The Campbell House Story

THE CAMPBELL HOUSE STORY by Alex Dault, directed by Lee Wilson, with Andy Perun, Thomas Gough, Carter Hayden, Jenny Ryan, Leah Holder and Brandon Crone (Single Theatre Theatre). At Campbell House Museum (160 Queen West). Opens Friday (March 2) and runs to March 17, Tuesday-Sunday 7 and 9 pm. $20. totix.ca. See listing.


Site-specific shows popped up all over the city last fall, in historic buildings, backyard sheds and neighbourhood houses.

Now Single Thread Theatre, whose mandate is to explore history and culture using non-traditional spaces, moves into Campbell House Museum to present a page from that venue’s past involving – and featuring – its original tenant, William Campbell.

“The building at Queen and University fascinates me as a space it’s a bastion of the past surrounded by skyscrapers,” says playwright Alex Dault, author of The Campbell House Story.

○ ○ ○ ○

* _Given request 1_: According to the Campbell House Story excerpt, on what date does the run end?
* _Given request 2_: Please explain, using the Campbell House Story excerpt, why it suits the theatre company to stage this show at Campbell House Museum.
The rows play no part in this.

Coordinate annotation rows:
○ ○ ○ ○

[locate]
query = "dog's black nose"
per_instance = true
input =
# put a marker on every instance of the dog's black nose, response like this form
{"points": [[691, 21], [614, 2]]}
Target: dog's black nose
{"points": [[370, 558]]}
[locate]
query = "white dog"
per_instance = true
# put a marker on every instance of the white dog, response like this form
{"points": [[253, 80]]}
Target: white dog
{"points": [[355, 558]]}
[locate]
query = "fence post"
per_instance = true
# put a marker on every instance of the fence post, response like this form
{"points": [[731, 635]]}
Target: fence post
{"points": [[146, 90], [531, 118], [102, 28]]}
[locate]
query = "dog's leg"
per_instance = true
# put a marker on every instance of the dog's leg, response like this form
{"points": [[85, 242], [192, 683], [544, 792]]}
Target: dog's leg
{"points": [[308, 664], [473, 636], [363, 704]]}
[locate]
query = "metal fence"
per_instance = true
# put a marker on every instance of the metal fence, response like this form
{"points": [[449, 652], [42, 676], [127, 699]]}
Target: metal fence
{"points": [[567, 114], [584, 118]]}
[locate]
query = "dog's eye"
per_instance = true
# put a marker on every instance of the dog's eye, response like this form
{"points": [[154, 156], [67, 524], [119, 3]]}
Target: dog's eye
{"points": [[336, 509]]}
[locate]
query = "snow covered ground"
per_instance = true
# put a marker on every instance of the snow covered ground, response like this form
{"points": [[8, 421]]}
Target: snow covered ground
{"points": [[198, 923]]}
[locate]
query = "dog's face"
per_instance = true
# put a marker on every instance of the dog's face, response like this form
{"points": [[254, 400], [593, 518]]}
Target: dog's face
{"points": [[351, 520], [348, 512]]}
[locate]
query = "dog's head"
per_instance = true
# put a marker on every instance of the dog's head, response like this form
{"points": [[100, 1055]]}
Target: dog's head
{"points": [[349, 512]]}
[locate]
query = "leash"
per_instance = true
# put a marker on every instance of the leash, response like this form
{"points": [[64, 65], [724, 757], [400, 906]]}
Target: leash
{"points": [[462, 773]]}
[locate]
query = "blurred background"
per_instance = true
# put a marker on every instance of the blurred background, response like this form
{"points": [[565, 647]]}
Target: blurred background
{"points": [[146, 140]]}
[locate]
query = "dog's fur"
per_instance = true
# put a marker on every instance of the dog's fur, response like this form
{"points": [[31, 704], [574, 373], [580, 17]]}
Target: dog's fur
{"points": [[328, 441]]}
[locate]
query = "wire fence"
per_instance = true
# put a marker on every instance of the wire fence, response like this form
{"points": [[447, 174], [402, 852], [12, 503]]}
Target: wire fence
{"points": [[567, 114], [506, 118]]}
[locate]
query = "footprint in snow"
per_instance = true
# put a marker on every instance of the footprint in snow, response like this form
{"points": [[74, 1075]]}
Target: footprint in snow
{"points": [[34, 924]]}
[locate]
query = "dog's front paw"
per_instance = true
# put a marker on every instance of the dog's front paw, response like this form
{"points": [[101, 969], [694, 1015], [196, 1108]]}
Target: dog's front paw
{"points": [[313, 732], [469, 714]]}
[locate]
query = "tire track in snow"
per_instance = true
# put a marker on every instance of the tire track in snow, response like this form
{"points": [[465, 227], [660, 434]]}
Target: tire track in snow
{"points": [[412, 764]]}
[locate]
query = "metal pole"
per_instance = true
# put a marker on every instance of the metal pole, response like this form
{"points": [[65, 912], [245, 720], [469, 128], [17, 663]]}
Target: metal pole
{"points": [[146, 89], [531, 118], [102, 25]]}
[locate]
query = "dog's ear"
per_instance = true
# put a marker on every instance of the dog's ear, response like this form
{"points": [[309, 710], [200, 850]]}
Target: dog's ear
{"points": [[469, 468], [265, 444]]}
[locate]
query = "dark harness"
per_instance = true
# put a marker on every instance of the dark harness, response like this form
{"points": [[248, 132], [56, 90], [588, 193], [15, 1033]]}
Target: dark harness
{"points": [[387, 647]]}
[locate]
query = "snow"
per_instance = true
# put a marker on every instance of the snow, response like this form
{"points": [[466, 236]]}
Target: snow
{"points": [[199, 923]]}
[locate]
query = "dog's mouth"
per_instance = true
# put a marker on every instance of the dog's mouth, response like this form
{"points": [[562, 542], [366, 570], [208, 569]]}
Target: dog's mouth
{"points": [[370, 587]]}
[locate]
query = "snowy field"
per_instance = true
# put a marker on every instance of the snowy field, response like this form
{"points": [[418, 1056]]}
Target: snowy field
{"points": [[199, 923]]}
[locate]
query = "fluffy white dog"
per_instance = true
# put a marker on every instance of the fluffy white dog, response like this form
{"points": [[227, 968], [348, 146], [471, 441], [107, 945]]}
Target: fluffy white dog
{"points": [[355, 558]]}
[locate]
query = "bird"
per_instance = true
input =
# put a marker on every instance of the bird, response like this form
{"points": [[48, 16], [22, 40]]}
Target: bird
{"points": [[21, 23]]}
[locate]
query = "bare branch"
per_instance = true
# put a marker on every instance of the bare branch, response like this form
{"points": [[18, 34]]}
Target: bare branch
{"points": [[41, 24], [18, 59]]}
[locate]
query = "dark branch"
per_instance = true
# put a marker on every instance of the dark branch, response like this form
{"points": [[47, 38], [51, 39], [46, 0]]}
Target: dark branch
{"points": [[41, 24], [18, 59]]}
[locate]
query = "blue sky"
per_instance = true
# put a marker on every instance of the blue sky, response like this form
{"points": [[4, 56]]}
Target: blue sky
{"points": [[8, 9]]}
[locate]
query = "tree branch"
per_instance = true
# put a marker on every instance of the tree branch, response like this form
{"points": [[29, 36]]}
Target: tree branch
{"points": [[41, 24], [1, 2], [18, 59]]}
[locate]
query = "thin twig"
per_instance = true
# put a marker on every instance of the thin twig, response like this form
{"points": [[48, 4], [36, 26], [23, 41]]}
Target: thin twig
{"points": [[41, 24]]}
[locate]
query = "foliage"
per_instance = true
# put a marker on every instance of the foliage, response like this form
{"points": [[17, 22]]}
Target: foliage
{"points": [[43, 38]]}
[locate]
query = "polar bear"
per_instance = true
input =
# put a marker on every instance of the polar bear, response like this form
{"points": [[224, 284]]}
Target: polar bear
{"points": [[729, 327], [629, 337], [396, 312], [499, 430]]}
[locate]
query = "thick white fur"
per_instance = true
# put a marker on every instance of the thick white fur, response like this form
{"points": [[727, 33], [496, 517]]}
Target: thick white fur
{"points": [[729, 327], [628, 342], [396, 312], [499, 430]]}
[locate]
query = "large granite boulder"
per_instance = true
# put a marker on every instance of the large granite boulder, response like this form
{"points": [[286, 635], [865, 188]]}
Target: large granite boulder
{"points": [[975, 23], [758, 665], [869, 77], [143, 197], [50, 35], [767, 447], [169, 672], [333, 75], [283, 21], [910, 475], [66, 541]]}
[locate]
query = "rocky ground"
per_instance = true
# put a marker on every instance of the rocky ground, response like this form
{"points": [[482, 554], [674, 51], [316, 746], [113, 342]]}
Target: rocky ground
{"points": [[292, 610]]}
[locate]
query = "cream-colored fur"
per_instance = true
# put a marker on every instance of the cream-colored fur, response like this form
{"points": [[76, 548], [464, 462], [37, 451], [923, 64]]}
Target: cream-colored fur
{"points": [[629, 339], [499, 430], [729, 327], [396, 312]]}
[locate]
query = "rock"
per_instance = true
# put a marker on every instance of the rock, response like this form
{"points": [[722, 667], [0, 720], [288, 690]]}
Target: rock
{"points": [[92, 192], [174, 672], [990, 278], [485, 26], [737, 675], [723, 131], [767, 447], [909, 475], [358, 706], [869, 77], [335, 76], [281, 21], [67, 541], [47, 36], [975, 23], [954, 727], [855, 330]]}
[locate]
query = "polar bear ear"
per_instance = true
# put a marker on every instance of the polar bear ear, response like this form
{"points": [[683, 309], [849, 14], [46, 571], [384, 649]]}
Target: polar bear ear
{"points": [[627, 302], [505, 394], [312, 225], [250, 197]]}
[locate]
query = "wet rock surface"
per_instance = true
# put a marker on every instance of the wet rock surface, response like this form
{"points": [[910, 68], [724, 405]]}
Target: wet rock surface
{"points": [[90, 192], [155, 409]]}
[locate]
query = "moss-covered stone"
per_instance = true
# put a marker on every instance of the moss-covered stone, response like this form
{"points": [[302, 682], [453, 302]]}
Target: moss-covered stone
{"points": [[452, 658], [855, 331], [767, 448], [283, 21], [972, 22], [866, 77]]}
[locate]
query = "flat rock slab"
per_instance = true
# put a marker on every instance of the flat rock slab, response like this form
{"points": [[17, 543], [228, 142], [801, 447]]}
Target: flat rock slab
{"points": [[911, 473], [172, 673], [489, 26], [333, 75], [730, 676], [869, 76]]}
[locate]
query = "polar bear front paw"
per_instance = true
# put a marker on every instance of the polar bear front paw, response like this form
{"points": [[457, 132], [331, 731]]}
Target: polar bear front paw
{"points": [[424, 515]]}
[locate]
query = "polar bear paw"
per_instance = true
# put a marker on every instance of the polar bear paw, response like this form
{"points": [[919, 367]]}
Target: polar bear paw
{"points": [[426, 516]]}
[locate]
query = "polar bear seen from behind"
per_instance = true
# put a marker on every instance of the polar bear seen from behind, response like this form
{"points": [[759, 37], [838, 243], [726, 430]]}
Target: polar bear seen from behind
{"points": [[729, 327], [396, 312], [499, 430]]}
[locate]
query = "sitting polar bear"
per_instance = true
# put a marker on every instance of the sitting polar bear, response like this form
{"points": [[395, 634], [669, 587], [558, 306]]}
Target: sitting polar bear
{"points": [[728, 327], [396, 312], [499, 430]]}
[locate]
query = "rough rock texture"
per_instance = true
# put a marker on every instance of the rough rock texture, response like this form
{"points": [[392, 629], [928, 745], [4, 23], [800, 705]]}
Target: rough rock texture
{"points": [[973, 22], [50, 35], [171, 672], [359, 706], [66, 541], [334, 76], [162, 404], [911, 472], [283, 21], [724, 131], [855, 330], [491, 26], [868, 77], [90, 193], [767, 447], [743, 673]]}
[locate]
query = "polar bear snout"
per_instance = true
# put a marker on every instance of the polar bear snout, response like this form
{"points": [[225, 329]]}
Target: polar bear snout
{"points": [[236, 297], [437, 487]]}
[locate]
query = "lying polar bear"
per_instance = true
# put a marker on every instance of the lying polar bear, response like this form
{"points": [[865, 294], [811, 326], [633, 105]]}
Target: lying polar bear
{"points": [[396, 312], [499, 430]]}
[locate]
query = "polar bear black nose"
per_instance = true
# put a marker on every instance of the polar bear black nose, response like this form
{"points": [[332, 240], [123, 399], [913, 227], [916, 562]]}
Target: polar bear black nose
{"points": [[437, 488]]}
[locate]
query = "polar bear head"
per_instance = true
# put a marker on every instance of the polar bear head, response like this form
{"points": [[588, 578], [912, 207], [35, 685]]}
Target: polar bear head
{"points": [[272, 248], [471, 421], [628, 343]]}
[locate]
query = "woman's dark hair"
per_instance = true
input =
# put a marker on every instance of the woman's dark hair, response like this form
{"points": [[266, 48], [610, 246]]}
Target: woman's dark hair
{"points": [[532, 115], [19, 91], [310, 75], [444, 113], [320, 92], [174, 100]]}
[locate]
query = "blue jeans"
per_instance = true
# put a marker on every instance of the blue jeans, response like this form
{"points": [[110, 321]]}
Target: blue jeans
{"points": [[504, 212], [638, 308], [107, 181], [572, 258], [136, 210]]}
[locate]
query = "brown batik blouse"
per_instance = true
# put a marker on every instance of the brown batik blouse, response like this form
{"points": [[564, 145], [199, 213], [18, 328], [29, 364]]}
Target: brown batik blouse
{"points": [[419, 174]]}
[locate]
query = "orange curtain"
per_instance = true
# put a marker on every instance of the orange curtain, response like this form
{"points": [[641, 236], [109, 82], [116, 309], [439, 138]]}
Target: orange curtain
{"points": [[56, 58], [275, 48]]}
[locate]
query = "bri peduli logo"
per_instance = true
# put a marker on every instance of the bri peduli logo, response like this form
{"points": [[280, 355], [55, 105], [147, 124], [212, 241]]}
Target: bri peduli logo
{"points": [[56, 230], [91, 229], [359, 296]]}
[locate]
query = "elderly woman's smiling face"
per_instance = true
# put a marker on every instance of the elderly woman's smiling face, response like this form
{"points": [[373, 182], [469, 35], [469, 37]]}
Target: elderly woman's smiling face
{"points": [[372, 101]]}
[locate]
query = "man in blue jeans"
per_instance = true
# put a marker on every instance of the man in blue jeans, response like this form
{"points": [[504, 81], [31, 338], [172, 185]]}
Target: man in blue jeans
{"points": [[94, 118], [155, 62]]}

○ ○ ○ ○

* _Expected output 1_: March 17.

* _Expected output 2_: The company's mandate is to explore history and culture using non-traditional spaces. At Campbell House Museum it can present a page from that venue's own past, involving and featuring its original tenant, William Campbell.